→ Your objective: Omit all pictures and give the records below again exactly as written.

++++ Supplied records

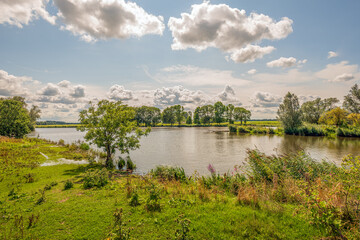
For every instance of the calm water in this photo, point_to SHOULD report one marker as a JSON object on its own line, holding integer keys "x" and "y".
{"x": 196, "y": 148}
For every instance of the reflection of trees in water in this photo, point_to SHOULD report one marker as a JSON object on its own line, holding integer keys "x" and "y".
{"x": 337, "y": 145}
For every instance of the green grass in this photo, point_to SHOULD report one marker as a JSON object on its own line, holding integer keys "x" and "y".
{"x": 268, "y": 202}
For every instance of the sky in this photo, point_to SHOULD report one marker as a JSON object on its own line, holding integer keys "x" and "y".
{"x": 61, "y": 54}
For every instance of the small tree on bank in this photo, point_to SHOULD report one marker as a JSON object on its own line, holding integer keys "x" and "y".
{"x": 110, "y": 126}
{"x": 289, "y": 113}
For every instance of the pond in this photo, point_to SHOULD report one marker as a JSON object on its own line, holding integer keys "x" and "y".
{"x": 195, "y": 148}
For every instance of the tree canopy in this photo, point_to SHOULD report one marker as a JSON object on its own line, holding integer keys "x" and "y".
{"x": 111, "y": 126}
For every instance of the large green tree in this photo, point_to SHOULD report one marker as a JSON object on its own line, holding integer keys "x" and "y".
{"x": 312, "y": 110}
{"x": 150, "y": 116}
{"x": 289, "y": 112}
{"x": 352, "y": 100}
{"x": 241, "y": 114}
{"x": 219, "y": 112}
{"x": 111, "y": 126}
{"x": 14, "y": 118}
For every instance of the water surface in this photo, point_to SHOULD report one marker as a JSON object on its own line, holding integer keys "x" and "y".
{"x": 195, "y": 148}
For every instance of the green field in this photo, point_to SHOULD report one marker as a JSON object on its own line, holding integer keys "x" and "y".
{"x": 271, "y": 204}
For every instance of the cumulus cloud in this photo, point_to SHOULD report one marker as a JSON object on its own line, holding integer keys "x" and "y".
{"x": 119, "y": 93}
{"x": 11, "y": 85}
{"x": 252, "y": 71}
{"x": 104, "y": 19}
{"x": 344, "y": 77}
{"x": 250, "y": 53}
{"x": 265, "y": 99}
{"x": 78, "y": 91}
{"x": 332, "y": 54}
{"x": 285, "y": 62}
{"x": 226, "y": 28}
{"x": 21, "y": 12}
{"x": 196, "y": 76}
{"x": 178, "y": 95}
{"x": 343, "y": 72}
{"x": 227, "y": 96}
{"x": 50, "y": 90}
{"x": 64, "y": 84}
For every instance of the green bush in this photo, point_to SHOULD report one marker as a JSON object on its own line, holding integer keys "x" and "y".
{"x": 169, "y": 173}
{"x": 121, "y": 163}
{"x": 130, "y": 165}
{"x": 68, "y": 184}
{"x": 95, "y": 178}
{"x": 84, "y": 146}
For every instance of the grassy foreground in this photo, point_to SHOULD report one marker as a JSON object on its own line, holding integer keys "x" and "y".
{"x": 289, "y": 197}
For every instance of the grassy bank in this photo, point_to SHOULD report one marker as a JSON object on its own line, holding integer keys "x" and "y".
{"x": 270, "y": 197}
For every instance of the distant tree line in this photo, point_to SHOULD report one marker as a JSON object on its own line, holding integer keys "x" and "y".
{"x": 217, "y": 113}
{"x": 320, "y": 111}
{"x": 16, "y": 120}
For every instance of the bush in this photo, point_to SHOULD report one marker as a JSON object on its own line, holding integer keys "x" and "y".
{"x": 130, "y": 165}
{"x": 297, "y": 166}
{"x": 84, "y": 146}
{"x": 95, "y": 178}
{"x": 68, "y": 184}
{"x": 169, "y": 173}
{"x": 121, "y": 163}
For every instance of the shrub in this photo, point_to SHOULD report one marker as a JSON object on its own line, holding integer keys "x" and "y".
{"x": 153, "y": 202}
{"x": 95, "y": 178}
{"x": 68, "y": 184}
{"x": 169, "y": 173}
{"x": 84, "y": 146}
{"x": 121, "y": 163}
{"x": 130, "y": 165}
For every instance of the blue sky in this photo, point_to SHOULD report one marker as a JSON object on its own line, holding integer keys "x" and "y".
{"x": 44, "y": 47}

++++++++

→ Expected answer:
For every instance of the calm water in this photo, point_to SHOULD report one marker as a JSON object on its own line, holding integer keys "x" and "y".
{"x": 196, "y": 148}
For every instance of the reflection of trees in water in this photo, point_to SHOULD report one marker as a JSON object on its own line, holding integer keys "x" and "y".
{"x": 337, "y": 145}
For every instance of the green grass in this photo, point_to SHOULD report one marker as a JSON object on its own line, holding integer keys "x" and "y".
{"x": 268, "y": 202}
For every instance of the sky in this photo, point_to SHOULD report one marker as a JSON object on its own line, holding integer keys "x" and "y".
{"x": 61, "y": 54}
For every instance of the small tree on bank in this photo, point_to SHOULD report one marker as a JSON object on its own line, holding integer keys "x" and "y".
{"x": 110, "y": 126}
{"x": 289, "y": 113}
For every instance of the pond in this photo, point_to SHOULD report one marker as a JSON object on its own line, holding integer keys "x" and "y".
{"x": 195, "y": 148}
For every instance of the tree canopy in this photo, point_to SHOULD report one marker as a JSON object on its own line, holding integer keys "x" and "y".
{"x": 111, "y": 126}
For every instance of the large green tree in this photo, point_to SHOULD report one marker as a JSON object on its own line, holding integer keys "x" and "y".
{"x": 312, "y": 110}
{"x": 150, "y": 116}
{"x": 289, "y": 112}
{"x": 352, "y": 100}
{"x": 241, "y": 114}
{"x": 219, "y": 112}
{"x": 111, "y": 126}
{"x": 14, "y": 118}
For every instance of the water surface in this photo, point_to SHOULD report one marker as a JSON object on its own line, holding integer keys "x" and "y".
{"x": 195, "y": 148}
For every instance of the green field in this photo, point_to SHOULD report one marker as a JSON object on its own line, holding integer keys "x" and "y".
{"x": 271, "y": 204}
For every instance of the cumulus cloud in this photo, point_to SHOULD report one marker as a JSON object on its own line, holding integer keys "x" and "y".
{"x": 119, "y": 93}
{"x": 11, "y": 85}
{"x": 252, "y": 71}
{"x": 104, "y": 19}
{"x": 344, "y": 77}
{"x": 250, "y": 53}
{"x": 265, "y": 99}
{"x": 78, "y": 91}
{"x": 332, "y": 54}
{"x": 285, "y": 62}
{"x": 226, "y": 28}
{"x": 21, "y": 12}
{"x": 196, "y": 76}
{"x": 178, "y": 95}
{"x": 343, "y": 72}
{"x": 227, "y": 96}
{"x": 50, "y": 90}
{"x": 64, "y": 84}
For every instance of the green bush in this photo, point_to SHOULD report one marker as a JSON object on its own line, holding integer keys "x" and "y".
{"x": 169, "y": 173}
{"x": 121, "y": 163}
{"x": 130, "y": 165}
{"x": 68, "y": 184}
{"x": 95, "y": 178}
{"x": 84, "y": 146}
For every instance of the grassy foreground in this photo, point_to SHOULD report one marker as a JSON object on its own line, holding integer keys "x" and "y".
{"x": 289, "y": 197}
For every instance of the grassy bank in this photo, point_to SHOULD report one marker as a JSON object on its own line, holding integer keys "x" and "y".
{"x": 270, "y": 197}
For every instance of the distant tree line in this photo, point_to SHOULD report one marker as a JSON object on its own line, holding integer keys "x" and "y".
{"x": 217, "y": 113}
{"x": 320, "y": 111}
{"x": 16, "y": 120}
For every instance of the bush in this photo, point_to SHOULD report one marker as a JSON object on its own line, holding integer keys "x" and "y".
{"x": 130, "y": 165}
{"x": 297, "y": 166}
{"x": 84, "y": 146}
{"x": 95, "y": 178}
{"x": 68, "y": 184}
{"x": 169, "y": 173}
{"x": 121, "y": 163}
For every instance of the shrub in this photo, point_to SHOULD report one marker as a JSON object on its own line, holding integer keys "x" and "y".
{"x": 153, "y": 202}
{"x": 95, "y": 178}
{"x": 68, "y": 184}
{"x": 169, "y": 173}
{"x": 84, "y": 146}
{"x": 121, "y": 163}
{"x": 130, "y": 165}
For every instance of the blue sky in this photo, point_to SHOULD report one marker as a JSON object on its own line, holding integer keys "x" and "y".
{"x": 44, "y": 47}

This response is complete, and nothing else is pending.